**Explore the material**:
1. Write out the part of the bereavement leave text that runs from "While the overall" up to and including "leave for miscarriages.".
2. In the bereavement leave text, how many paid days off did Facebook's 2017 expansion allow for the death of an extended family member?

While the overall employer landscape is difficult to discern, there are a few examples of companies that have fairly generous bereavement leave policies in comparison. In 2017, Facebook expanded its leave benefits to include up to 20 paid days off for the death of an immediate family member and up to 10 paid days off for the death of an extended family member. Master card followed suit, also offering up to 20 paid days for the death of a spouse, partner or child, up to 10 days for a parent, grandparent or sibling, and up to five days for other extended family. In December 2018, the Girl Scouts of Greater Iowa introduced a new suite of benefits for employees, including five days of bereavement leave for miscarriages.
Company size is a key factor
The availability and amount of leave for employees often depends on the size of the organization. A larger organization with many employees may be able to absorb the costs associated with giving an employee paid time off to grieve the death of a child. A smaller organization, with fewer employees and a smaller profit margin, may find it difficult or impossible to provide paid time off. There is no agreed-upon classification of employer sizes, but there are several ways to group employers by size. The Bureau of Labor Statistics uses multiple classification systems; the one we have chosen to use classifies employers into three groups:
- Small employers: 1-49 employees
- Mid-sized employers: 50-499 employees
- Large employers: 500 or more employees
This classification works well when discussing bereavement policy because it aligns with the requirements of the FMLA. While FMLA does not include bereavement leave, it is relevant because it may be used by parents to take time off to care for sick children, or to take time off after a death if the parent develops a serious health condition.

**Exercise data**:
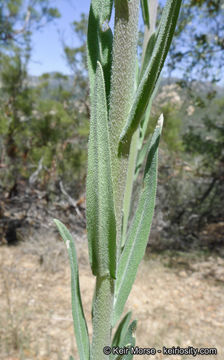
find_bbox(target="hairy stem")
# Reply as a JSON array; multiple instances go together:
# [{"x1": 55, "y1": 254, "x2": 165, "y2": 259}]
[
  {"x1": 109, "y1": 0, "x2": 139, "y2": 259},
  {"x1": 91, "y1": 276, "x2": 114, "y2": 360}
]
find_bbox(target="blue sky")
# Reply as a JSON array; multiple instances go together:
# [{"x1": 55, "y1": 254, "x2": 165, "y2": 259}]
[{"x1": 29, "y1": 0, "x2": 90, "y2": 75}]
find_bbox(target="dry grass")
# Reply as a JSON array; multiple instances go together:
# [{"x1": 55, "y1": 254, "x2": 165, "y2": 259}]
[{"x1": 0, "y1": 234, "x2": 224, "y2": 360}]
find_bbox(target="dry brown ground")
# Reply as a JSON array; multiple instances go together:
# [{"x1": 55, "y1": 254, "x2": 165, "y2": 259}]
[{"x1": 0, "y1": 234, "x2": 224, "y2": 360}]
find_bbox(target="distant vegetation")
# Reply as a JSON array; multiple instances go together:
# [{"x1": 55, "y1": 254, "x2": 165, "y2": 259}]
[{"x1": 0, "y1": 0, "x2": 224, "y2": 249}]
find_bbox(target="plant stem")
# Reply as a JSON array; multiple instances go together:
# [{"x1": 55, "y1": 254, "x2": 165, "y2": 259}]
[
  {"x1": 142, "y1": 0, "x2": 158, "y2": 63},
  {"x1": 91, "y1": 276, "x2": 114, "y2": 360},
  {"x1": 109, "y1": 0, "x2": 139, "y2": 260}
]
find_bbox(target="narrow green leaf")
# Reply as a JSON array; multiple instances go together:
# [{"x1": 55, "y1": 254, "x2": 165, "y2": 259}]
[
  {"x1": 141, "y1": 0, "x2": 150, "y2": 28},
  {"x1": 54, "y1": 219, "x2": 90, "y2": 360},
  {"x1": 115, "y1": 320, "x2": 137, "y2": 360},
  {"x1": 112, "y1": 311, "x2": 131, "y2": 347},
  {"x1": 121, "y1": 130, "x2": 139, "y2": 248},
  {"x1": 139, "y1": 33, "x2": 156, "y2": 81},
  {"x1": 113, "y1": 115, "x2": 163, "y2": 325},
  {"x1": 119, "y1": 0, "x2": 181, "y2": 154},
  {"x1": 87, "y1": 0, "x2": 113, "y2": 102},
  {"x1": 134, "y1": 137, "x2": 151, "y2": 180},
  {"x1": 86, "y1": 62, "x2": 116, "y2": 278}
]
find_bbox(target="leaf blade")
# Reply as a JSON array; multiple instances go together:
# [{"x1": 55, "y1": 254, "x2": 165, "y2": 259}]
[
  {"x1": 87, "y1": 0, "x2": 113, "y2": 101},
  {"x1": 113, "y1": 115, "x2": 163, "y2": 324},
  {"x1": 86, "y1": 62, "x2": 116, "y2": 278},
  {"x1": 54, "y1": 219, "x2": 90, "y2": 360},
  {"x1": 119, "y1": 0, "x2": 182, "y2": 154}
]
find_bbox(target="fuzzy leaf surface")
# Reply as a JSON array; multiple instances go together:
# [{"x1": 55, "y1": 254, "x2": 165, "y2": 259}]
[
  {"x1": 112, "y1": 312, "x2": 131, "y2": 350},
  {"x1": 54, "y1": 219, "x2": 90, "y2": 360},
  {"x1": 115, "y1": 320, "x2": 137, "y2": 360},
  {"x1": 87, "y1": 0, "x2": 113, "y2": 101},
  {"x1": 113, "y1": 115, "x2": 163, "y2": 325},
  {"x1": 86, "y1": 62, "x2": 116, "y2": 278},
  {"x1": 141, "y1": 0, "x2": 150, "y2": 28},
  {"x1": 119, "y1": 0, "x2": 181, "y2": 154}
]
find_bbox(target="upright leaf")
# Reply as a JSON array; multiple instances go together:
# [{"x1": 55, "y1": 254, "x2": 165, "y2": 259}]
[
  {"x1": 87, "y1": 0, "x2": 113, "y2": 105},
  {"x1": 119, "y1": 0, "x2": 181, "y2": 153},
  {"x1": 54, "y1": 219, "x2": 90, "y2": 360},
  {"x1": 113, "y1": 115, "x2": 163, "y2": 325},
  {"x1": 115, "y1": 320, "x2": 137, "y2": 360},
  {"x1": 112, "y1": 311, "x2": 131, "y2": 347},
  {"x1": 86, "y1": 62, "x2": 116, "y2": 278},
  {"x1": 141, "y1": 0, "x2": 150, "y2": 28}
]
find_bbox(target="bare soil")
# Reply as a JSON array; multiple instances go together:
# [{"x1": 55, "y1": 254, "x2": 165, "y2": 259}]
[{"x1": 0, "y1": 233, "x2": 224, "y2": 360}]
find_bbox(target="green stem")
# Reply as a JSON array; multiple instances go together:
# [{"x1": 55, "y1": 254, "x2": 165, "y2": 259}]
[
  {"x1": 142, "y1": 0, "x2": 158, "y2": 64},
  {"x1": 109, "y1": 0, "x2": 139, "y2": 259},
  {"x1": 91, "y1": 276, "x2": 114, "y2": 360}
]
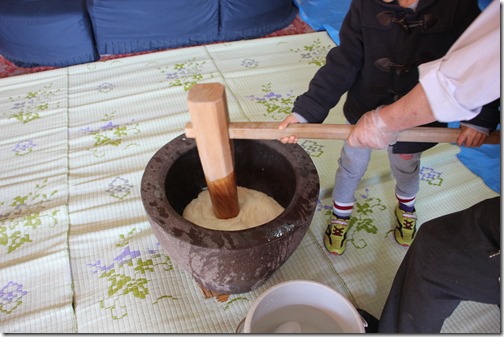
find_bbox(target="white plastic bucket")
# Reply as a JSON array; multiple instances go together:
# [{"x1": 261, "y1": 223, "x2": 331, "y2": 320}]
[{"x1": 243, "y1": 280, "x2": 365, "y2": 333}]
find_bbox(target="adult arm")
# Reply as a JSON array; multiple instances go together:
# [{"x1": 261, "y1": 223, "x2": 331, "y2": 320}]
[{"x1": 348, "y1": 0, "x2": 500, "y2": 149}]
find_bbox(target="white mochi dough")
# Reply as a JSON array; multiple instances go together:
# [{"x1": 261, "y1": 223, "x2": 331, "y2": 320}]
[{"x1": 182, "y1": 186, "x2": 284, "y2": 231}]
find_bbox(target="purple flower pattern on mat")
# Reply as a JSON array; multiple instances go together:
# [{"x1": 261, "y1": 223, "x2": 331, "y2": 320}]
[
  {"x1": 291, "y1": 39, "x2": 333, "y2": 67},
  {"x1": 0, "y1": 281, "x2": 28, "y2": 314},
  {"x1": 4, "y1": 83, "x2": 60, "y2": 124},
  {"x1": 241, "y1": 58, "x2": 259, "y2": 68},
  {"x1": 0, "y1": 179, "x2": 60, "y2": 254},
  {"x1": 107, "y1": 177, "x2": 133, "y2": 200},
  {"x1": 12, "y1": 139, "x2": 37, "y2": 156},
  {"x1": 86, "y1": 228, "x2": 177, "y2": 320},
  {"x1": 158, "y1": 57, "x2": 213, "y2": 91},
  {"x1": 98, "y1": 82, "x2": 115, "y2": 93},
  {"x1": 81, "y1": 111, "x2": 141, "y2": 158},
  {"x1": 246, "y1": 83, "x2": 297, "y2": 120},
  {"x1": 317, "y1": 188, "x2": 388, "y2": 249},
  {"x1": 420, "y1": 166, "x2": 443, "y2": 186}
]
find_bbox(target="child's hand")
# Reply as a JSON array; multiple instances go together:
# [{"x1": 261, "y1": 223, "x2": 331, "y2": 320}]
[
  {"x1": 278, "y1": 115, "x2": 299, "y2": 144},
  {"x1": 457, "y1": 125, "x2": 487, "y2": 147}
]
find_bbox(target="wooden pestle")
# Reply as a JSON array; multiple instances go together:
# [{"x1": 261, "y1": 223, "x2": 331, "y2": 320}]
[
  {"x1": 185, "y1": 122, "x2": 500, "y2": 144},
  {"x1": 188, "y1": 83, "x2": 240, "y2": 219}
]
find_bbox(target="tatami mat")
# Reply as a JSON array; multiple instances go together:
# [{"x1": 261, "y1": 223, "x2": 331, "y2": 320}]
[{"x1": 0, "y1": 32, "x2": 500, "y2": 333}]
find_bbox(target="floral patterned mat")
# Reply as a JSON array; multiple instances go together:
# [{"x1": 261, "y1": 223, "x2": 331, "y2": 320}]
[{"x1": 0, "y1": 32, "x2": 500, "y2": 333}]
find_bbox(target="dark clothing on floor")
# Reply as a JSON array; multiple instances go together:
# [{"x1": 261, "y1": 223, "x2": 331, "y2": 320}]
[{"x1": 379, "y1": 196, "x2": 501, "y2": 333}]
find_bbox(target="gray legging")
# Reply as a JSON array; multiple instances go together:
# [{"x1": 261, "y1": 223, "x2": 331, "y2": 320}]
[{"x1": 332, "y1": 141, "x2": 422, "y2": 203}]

**Expected responses**:
1.
While the overall employer landscape is difficult to discern, there are a few examples of companies that have fairly generous bereavement leave policies in comparison. In 2017, Facebook expanded its leave benefits to include up to 20 paid days off for the death of an immediate family member and up to 10 paid days off for the death of an extended family member. Master card followed suit, also offering up to 20 paid days for the death of a spouse, partner or child, up to 10 days for a parent, grandparent or sibling, and up to five days for other extended family. In December 2018, the Girl Scouts of Greater Iowa introduced a new suite of benefits for employees, including five days of bereavement leave for miscarriages.

2. Up to 10 paid days off.